* Start *
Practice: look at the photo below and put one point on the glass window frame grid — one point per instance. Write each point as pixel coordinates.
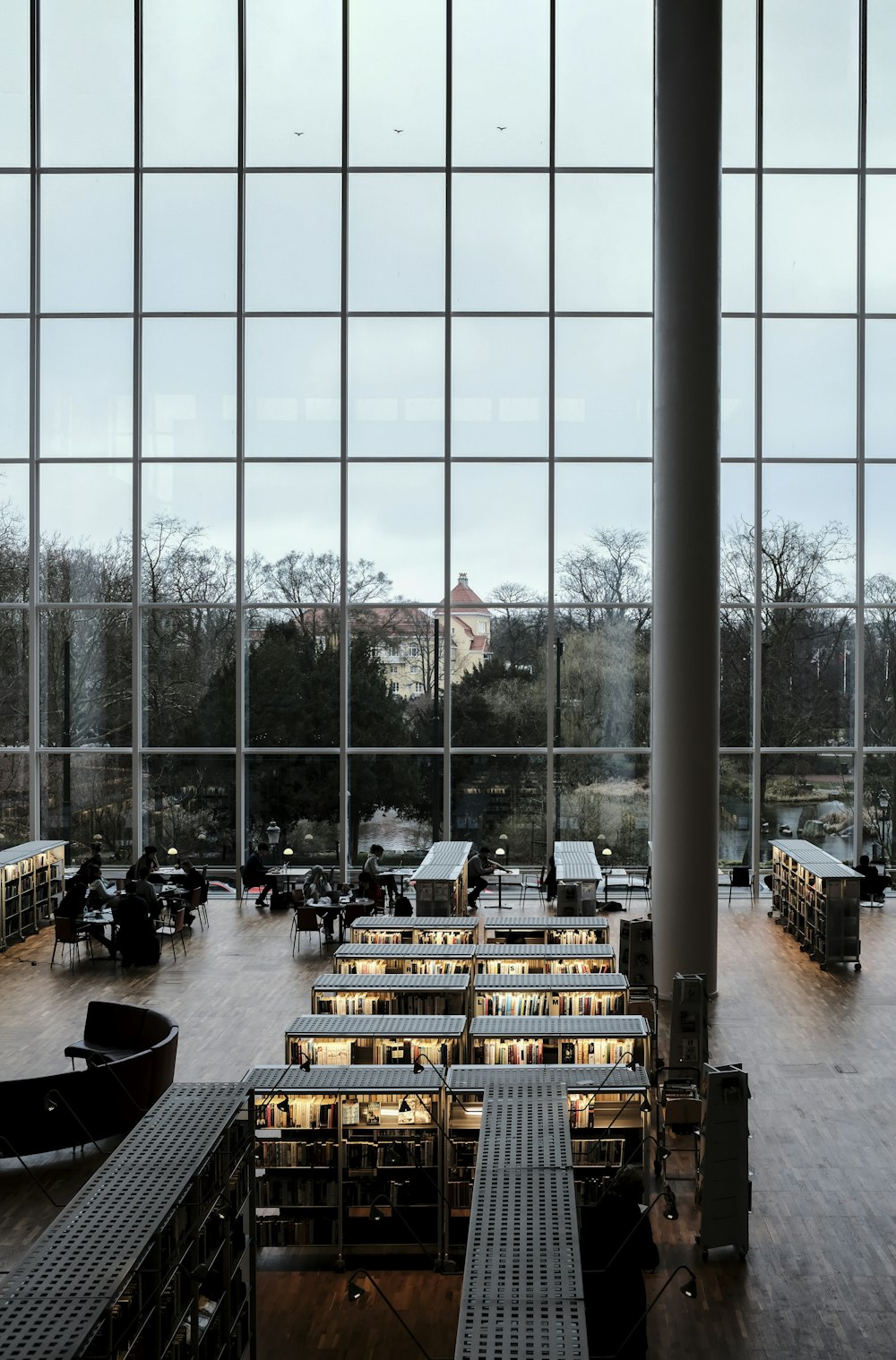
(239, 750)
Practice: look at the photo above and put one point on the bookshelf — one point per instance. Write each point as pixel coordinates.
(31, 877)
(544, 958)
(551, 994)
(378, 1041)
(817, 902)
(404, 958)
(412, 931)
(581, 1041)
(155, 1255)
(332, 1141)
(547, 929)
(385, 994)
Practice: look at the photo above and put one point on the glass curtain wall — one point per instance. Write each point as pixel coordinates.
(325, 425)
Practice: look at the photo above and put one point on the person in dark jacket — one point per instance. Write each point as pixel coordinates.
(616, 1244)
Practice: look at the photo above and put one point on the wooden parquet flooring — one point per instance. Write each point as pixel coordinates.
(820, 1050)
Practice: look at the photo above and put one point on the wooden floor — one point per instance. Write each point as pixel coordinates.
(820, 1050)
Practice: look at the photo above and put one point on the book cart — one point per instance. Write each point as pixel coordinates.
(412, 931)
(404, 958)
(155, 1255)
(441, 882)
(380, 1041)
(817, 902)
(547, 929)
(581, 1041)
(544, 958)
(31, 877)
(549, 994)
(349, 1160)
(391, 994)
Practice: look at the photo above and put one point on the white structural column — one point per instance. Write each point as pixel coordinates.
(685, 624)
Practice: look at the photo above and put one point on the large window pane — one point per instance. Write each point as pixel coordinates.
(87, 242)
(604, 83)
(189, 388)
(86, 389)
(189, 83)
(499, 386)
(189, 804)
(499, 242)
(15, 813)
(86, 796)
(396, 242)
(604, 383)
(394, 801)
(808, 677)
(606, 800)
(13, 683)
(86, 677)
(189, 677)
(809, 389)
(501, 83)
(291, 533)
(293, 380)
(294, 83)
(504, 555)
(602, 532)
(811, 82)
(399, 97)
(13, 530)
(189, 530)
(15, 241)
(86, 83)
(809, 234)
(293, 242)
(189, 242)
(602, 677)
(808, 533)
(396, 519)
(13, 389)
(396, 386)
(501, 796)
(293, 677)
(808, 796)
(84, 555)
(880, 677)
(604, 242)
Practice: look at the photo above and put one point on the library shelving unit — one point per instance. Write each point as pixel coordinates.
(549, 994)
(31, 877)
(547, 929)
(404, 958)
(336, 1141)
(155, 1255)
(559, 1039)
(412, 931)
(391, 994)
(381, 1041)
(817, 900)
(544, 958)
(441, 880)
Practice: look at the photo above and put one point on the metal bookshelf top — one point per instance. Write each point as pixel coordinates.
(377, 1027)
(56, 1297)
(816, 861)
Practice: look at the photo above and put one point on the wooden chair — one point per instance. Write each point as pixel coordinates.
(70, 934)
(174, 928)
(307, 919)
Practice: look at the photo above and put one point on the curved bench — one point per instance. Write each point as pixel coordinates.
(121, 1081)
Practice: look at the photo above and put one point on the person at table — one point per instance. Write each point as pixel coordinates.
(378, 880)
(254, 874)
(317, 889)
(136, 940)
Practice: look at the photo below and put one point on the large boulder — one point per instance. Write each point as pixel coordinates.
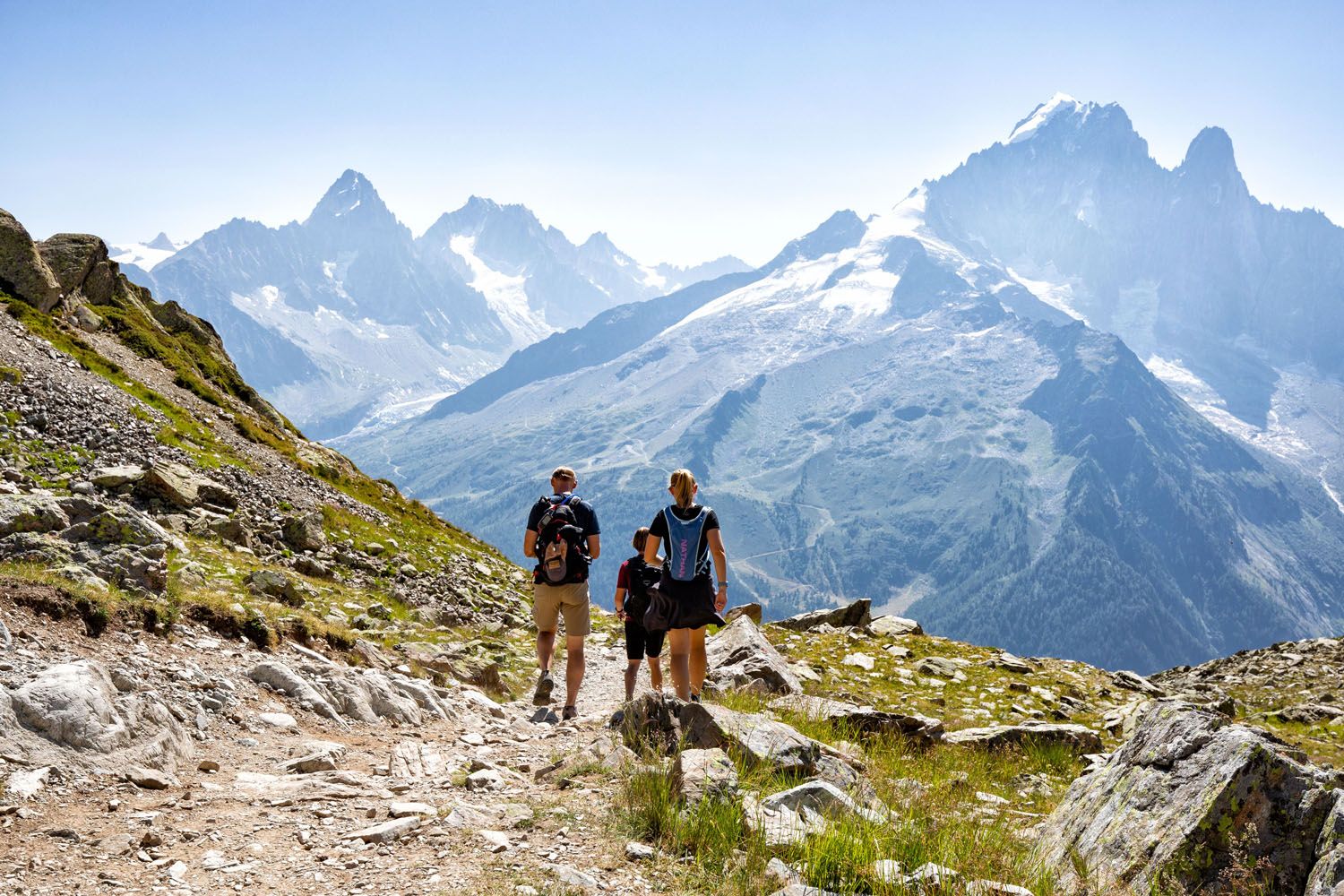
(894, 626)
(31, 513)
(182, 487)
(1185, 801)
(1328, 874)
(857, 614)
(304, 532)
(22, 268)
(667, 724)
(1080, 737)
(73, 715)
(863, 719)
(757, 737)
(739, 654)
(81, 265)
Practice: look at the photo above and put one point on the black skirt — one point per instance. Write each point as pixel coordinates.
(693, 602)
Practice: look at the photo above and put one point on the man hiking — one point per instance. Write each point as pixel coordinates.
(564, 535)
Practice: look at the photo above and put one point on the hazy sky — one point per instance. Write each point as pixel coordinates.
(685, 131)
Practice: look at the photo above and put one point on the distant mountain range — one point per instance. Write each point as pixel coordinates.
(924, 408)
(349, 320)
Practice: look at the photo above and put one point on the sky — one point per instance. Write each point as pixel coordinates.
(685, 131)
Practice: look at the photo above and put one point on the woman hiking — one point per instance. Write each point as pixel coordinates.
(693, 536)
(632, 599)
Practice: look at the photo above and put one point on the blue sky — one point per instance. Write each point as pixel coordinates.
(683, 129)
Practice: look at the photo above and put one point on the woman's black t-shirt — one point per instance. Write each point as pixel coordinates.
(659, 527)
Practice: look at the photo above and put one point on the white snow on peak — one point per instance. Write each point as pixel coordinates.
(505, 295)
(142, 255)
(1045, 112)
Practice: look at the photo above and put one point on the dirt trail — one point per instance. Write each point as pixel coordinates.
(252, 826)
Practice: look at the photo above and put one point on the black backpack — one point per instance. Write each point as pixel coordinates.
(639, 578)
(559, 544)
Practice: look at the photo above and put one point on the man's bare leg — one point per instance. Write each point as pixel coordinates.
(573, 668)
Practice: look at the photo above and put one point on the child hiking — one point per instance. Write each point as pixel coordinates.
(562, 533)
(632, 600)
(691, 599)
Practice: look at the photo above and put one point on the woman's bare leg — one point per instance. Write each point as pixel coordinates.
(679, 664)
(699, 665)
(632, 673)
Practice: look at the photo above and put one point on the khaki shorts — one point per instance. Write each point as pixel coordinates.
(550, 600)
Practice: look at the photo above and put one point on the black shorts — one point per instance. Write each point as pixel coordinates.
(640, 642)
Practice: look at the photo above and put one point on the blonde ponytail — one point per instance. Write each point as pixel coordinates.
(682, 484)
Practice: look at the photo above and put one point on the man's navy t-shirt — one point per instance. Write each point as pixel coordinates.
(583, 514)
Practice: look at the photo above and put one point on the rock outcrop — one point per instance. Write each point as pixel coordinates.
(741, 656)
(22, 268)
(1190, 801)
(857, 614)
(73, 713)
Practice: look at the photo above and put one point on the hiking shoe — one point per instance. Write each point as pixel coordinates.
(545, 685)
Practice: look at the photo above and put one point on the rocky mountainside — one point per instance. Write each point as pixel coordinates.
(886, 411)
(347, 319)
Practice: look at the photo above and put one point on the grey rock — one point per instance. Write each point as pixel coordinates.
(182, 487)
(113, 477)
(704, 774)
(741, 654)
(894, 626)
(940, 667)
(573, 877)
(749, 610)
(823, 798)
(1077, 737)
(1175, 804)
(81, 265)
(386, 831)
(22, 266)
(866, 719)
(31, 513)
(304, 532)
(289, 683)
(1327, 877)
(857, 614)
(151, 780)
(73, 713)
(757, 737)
* End *
* Start *
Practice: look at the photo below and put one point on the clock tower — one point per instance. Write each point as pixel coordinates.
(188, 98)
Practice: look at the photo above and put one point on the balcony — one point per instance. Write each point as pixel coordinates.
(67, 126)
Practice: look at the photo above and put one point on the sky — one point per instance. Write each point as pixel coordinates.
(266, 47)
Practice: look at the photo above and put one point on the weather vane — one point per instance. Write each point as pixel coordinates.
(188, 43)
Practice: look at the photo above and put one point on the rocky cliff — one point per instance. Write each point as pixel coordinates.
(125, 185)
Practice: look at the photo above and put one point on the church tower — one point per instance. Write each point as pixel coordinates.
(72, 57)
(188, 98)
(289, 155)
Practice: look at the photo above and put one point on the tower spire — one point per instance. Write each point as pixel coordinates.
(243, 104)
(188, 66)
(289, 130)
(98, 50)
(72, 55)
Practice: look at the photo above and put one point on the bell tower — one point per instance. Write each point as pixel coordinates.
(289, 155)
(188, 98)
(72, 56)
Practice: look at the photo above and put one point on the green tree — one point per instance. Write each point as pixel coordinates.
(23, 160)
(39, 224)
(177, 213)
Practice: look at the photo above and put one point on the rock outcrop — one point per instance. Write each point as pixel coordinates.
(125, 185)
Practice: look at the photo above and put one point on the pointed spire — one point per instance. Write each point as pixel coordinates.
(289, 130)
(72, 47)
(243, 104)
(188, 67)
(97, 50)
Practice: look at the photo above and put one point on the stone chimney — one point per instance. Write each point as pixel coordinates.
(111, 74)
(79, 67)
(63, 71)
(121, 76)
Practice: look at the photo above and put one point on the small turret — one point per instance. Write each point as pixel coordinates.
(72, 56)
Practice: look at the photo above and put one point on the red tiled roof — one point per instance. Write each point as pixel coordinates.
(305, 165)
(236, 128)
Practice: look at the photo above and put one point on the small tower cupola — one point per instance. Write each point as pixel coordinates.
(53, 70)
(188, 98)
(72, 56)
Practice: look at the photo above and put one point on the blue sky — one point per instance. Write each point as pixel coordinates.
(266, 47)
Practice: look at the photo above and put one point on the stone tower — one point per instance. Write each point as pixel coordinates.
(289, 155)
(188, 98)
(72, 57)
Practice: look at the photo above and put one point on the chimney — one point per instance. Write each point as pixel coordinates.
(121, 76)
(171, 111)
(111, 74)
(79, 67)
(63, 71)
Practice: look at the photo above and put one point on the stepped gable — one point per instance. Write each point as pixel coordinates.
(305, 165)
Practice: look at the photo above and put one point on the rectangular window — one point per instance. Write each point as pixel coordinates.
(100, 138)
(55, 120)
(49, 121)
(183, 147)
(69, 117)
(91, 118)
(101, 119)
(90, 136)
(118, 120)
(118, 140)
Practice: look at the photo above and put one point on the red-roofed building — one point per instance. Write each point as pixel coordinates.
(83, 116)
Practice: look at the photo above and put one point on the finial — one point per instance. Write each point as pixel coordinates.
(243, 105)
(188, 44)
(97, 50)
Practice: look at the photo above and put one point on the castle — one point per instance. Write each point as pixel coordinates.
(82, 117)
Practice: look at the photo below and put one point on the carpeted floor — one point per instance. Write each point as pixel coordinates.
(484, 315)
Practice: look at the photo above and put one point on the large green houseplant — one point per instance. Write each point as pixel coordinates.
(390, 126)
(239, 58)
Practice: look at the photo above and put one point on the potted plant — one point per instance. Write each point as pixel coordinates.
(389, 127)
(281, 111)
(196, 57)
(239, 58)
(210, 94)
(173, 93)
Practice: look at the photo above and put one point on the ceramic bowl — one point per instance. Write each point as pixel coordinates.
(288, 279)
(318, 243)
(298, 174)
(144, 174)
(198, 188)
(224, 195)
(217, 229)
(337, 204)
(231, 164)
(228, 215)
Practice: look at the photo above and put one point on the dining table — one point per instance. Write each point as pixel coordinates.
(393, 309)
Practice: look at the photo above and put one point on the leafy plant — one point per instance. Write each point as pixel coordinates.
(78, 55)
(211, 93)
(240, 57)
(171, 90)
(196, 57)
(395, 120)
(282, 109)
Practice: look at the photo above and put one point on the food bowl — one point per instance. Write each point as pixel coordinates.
* End *
YOUR GOAL:
Count the rows above that contain the string "woman". Reply with the number only.

TASK SOLUTION:
3